◆ **Provided information**:
-------
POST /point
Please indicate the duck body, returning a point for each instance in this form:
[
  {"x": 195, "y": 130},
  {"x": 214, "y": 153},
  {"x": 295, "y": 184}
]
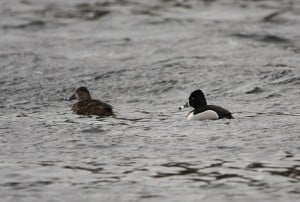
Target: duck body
[
  {"x": 209, "y": 112},
  {"x": 88, "y": 106},
  {"x": 202, "y": 111}
]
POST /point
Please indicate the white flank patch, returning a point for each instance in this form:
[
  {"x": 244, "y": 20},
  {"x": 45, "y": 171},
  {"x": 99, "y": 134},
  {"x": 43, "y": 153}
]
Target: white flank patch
[{"x": 206, "y": 115}]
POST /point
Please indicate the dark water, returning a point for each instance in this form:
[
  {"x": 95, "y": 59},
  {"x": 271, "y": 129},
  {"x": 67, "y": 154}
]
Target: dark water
[{"x": 144, "y": 58}]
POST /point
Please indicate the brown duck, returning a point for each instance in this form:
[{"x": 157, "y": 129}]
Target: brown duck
[{"x": 88, "y": 106}]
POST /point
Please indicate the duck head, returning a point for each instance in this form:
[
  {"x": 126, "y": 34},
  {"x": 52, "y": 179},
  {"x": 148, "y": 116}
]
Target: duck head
[{"x": 82, "y": 93}]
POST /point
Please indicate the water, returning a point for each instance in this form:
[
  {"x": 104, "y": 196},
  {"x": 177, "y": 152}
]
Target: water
[{"x": 144, "y": 58}]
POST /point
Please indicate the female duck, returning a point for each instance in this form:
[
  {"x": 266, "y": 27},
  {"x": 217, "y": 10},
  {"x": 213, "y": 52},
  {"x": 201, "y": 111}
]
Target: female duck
[
  {"x": 88, "y": 106},
  {"x": 202, "y": 111}
]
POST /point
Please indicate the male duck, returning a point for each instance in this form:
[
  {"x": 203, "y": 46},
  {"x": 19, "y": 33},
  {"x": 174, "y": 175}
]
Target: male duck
[
  {"x": 203, "y": 111},
  {"x": 88, "y": 106}
]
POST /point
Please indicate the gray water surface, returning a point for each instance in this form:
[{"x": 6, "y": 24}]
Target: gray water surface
[{"x": 144, "y": 58}]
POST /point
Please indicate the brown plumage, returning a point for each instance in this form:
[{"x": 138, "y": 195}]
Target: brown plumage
[{"x": 88, "y": 106}]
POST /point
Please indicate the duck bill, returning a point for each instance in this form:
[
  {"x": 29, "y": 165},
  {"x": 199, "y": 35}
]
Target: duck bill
[
  {"x": 73, "y": 97},
  {"x": 184, "y": 106}
]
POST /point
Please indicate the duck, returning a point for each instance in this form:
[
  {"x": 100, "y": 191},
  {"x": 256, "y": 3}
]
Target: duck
[
  {"x": 202, "y": 111},
  {"x": 88, "y": 106}
]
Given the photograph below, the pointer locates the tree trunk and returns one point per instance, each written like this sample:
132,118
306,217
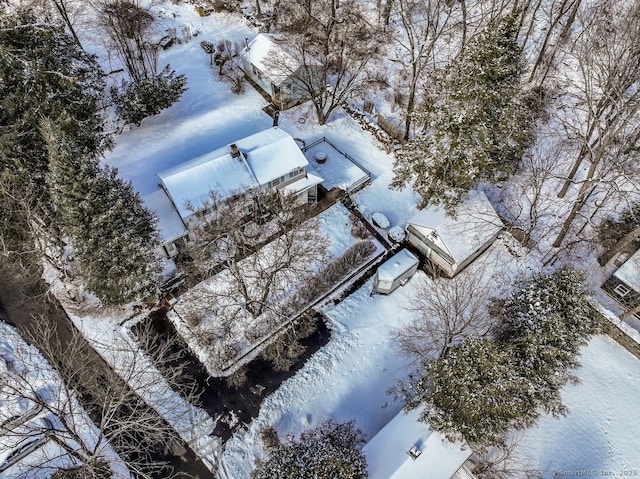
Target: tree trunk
620,245
411,99
630,312
386,14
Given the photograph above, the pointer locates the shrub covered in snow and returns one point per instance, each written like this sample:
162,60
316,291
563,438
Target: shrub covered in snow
138,100
330,451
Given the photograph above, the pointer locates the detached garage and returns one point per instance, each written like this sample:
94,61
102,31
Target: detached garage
452,243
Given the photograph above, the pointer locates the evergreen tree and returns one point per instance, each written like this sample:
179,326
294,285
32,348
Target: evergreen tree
113,235
484,387
330,451
42,73
140,99
545,323
473,393
476,123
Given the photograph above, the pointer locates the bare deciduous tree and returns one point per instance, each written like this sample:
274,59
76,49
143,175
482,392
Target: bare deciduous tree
422,23
445,312
333,43
122,420
128,26
264,241
604,117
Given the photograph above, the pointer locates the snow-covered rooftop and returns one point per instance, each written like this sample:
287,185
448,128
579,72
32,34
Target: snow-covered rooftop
629,272
216,171
271,154
308,181
396,265
476,223
388,451
170,225
264,156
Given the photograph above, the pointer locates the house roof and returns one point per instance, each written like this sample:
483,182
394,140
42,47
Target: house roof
476,223
396,265
270,57
271,154
629,272
308,181
264,156
388,456
170,225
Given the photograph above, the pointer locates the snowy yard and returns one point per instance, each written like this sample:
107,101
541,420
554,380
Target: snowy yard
349,378
24,416
599,435
240,344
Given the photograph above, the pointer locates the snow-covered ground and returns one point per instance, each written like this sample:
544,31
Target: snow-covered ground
25,451
242,338
599,437
349,377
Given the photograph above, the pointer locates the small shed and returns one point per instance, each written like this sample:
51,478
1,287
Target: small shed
395,272
454,242
277,71
408,449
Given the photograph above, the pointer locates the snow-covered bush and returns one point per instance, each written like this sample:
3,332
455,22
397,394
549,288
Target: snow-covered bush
149,96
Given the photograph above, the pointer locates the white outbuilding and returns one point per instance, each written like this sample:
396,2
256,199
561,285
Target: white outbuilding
395,272
408,449
454,242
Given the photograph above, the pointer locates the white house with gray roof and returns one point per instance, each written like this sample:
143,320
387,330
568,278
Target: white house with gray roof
268,159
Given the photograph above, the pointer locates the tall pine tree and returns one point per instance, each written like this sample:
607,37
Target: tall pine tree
113,235
42,73
485,387
476,123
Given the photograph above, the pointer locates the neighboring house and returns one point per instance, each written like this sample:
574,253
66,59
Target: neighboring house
407,449
624,283
452,243
282,77
268,159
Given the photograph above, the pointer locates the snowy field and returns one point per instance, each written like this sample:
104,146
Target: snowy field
348,378
21,417
599,437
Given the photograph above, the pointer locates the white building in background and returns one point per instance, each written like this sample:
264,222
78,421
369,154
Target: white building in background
267,159
270,65
407,449
452,243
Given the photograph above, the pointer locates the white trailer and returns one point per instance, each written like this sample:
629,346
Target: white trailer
395,272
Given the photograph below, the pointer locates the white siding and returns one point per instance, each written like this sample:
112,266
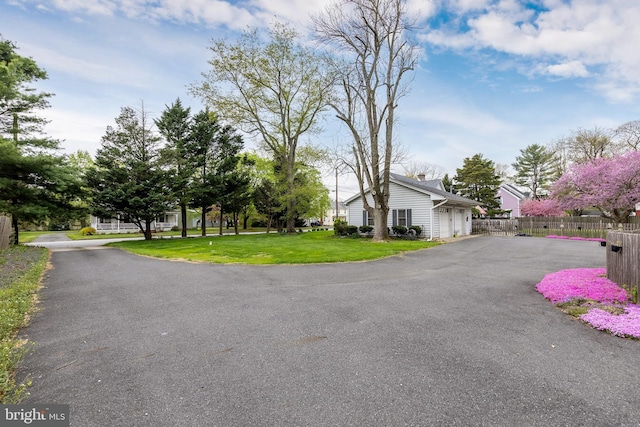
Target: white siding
400,198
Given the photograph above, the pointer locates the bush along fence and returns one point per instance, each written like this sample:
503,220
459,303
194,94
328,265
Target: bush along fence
587,227
623,255
5,232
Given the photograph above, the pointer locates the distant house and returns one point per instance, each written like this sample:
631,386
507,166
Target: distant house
163,222
332,214
510,199
439,213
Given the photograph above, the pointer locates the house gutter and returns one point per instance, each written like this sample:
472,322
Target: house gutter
436,206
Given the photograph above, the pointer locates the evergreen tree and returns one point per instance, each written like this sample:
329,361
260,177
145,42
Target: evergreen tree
35,182
477,180
174,125
535,169
216,151
128,181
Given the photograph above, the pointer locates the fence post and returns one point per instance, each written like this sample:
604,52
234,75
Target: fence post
5,232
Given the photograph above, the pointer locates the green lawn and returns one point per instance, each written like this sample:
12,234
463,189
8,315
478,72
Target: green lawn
20,270
301,248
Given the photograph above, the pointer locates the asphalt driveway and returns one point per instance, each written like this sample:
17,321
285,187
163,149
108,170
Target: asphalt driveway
453,335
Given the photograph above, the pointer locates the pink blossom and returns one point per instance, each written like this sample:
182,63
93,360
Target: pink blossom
611,185
623,325
586,283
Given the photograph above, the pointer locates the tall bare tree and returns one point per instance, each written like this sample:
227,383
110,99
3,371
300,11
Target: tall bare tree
373,38
628,135
275,89
585,145
429,170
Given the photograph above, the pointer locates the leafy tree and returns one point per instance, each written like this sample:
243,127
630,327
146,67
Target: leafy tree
429,170
216,151
128,181
477,180
447,183
374,39
535,168
585,145
35,182
612,185
174,126
628,135
275,89
541,207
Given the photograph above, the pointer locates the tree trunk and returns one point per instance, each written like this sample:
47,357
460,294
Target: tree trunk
14,223
147,230
380,215
183,214
203,222
220,219
235,223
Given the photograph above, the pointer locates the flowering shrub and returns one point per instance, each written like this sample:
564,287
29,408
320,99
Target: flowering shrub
627,324
606,304
589,239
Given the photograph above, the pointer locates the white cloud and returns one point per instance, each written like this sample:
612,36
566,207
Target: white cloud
568,69
571,37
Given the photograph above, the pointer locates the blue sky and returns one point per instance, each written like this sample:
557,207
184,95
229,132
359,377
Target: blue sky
495,75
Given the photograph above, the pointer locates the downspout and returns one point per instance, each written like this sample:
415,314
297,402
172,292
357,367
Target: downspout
431,225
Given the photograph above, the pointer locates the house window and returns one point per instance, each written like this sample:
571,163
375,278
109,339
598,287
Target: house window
367,219
402,217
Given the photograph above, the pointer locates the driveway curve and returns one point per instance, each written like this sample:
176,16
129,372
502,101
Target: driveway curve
452,335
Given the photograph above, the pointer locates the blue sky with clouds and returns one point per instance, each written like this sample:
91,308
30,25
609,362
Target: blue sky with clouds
495,76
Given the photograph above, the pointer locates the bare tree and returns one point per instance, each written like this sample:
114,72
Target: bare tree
628,135
429,170
585,145
372,36
276,89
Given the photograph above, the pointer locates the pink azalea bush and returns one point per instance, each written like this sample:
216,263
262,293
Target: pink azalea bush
622,325
589,239
591,289
581,283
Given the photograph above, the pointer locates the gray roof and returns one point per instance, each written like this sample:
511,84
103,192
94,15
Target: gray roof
513,190
432,187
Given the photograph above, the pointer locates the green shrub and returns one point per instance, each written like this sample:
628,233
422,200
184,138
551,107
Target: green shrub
366,229
88,231
400,230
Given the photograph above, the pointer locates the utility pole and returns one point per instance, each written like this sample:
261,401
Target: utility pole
336,217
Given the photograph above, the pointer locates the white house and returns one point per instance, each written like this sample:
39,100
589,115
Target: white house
417,202
510,199
122,225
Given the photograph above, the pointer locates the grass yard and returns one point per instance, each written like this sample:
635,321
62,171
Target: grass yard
20,270
301,248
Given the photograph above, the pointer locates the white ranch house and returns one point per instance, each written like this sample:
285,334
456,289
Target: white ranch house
417,202
112,225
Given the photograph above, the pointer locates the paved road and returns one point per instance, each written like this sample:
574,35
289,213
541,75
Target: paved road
453,335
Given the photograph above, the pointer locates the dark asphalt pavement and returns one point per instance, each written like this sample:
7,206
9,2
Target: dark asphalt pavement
453,335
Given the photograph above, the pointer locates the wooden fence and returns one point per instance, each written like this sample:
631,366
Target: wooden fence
593,227
5,232
623,252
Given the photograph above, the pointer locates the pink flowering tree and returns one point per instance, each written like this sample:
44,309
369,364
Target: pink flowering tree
543,207
610,185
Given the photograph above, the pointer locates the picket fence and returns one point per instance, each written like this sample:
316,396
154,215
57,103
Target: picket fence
5,232
594,227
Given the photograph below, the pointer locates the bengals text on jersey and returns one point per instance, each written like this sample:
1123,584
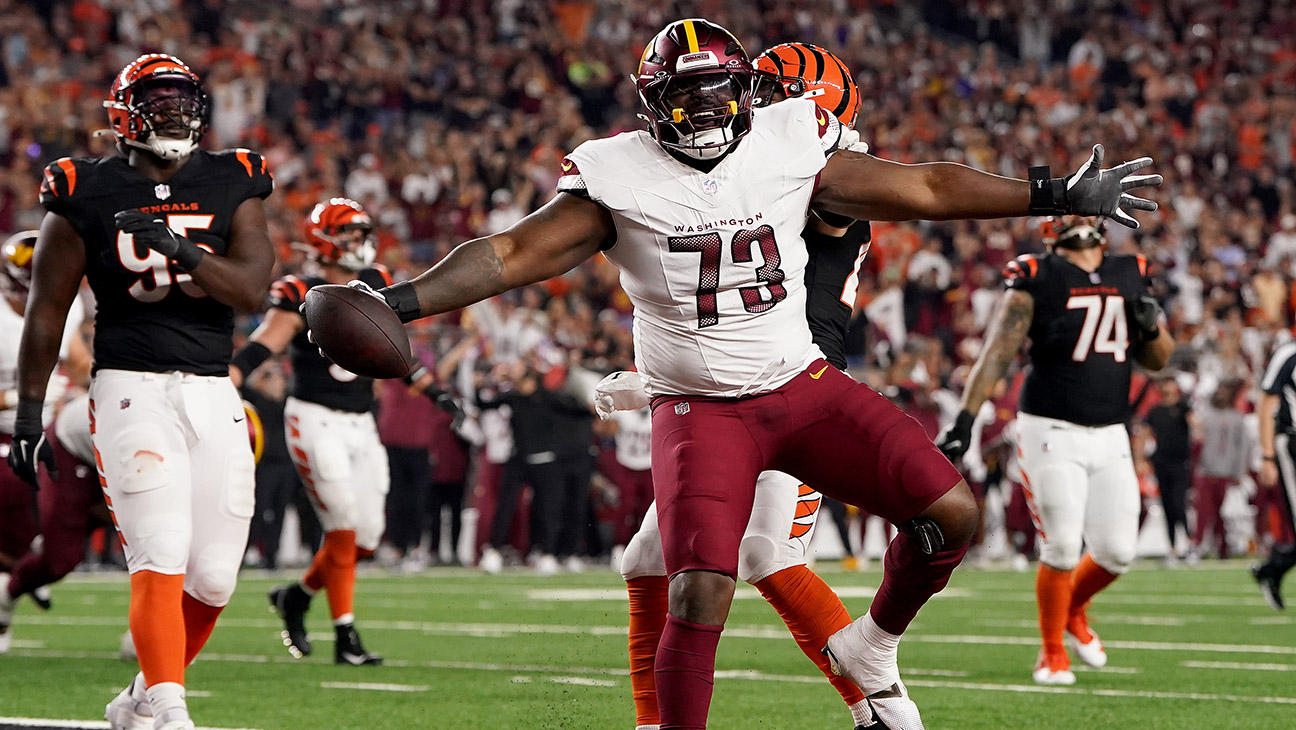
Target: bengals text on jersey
152,317
1081,345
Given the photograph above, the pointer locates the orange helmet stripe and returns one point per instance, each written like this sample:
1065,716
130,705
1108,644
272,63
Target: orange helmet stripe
691,35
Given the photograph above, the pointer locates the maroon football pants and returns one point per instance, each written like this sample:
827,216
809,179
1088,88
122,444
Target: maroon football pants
828,431
70,508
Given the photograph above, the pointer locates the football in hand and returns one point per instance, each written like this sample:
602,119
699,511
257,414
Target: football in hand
358,331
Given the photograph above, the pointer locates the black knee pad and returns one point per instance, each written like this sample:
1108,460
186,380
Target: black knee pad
927,533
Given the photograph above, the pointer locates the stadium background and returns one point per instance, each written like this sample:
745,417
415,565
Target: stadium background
449,119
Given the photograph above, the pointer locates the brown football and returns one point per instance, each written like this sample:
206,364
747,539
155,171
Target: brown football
358,331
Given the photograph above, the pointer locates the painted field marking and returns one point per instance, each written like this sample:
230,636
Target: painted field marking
1242,665
779,633
583,681
7,722
375,686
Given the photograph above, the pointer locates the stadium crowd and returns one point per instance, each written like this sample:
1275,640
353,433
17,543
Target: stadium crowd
447,119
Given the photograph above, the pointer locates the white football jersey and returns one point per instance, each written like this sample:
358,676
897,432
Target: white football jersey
634,438
713,262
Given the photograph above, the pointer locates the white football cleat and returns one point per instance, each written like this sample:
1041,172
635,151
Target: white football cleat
5,613
1091,652
866,655
128,713
491,562
1056,673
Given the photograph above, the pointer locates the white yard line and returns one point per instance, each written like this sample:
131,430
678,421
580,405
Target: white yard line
69,724
779,633
375,686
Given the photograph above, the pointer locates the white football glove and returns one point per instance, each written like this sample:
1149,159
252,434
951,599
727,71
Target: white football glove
850,140
620,392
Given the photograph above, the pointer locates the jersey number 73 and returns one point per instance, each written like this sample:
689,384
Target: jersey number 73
709,274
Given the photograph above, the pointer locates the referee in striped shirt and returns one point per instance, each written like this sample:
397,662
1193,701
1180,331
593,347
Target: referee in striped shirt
1278,447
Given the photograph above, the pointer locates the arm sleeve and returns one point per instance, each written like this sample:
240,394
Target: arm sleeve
57,186
1020,274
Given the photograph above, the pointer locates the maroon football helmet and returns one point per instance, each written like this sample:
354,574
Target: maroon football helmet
697,83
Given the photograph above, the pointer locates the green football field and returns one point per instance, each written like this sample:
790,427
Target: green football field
1190,648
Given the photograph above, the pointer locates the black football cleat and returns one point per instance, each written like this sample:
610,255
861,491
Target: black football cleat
292,603
1270,585
42,598
349,650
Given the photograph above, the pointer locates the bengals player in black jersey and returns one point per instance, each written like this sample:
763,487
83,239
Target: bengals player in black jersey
329,428
1089,317
773,553
173,240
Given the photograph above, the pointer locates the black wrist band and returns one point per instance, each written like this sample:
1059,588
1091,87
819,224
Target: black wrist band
249,357
29,416
1047,195
414,375
403,300
188,256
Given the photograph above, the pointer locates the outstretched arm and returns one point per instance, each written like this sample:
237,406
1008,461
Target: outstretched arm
868,188
1003,341
56,272
544,244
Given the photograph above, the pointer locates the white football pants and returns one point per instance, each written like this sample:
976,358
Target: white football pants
1081,486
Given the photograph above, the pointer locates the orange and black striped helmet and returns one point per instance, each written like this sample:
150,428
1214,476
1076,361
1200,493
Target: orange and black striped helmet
809,71
324,230
157,104
16,254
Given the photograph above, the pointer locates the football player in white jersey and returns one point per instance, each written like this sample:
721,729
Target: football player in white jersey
703,213
773,553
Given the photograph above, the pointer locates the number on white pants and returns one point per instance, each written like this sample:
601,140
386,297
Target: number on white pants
156,283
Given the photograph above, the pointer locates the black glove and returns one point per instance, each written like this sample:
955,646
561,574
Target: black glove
957,437
1093,191
153,232
29,446
1146,314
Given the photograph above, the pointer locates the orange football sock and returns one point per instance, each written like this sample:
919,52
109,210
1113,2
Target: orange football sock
1053,593
157,626
1086,580
648,599
813,612
333,568
200,620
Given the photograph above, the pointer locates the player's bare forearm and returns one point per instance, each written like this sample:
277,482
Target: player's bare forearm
868,188
1155,354
243,276
1003,341
544,244
57,267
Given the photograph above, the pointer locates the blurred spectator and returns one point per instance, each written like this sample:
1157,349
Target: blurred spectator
1225,455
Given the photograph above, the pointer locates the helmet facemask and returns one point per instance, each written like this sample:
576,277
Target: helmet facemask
167,114
700,114
355,247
-------
◆ **What the exercise asks**: Starting at the line that contains "Given the photograph above, the pointer locates the number", retype each line through the end of the listing above and nothing else.

◆ **Exercise answer**:
Given the photograph above, the pointer locates the number on white pants and returns one point per instance, each written like this sample:
601,140
386,297
Target: number on white pants
156,283
Given the photograph above, the pointer locates the black glove and returns one point per instance, each written like this sample:
955,646
561,574
Target: black glove
957,437
1093,191
153,232
29,446
1146,314
Given the photograph above, the pointer locates the orange football sock and returns one point per instance, each written like this sample:
919,52
109,210
1113,2
Target: orange football sock
1053,593
157,626
1086,580
648,599
813,612
333,568
200,620
Given the photograph above, the pointer locates the player's bare forearm and returns one point per instance, each written like this sample:
277,482
Target: player's bare forearm
868,188
1155,354
243,276
1003,341
544,244
57,267
Given the photograph above, the pointer locates the blurred spectator and returns one point per instance, each written like this sample:
1157,349
Target: blurred spectator
1225,455
Given the photograph above, the pointer locates the helmet facemask and returns one point per instance, each written like this sample:
576,277
Target: helmet facemask
167,114
700,114
355,247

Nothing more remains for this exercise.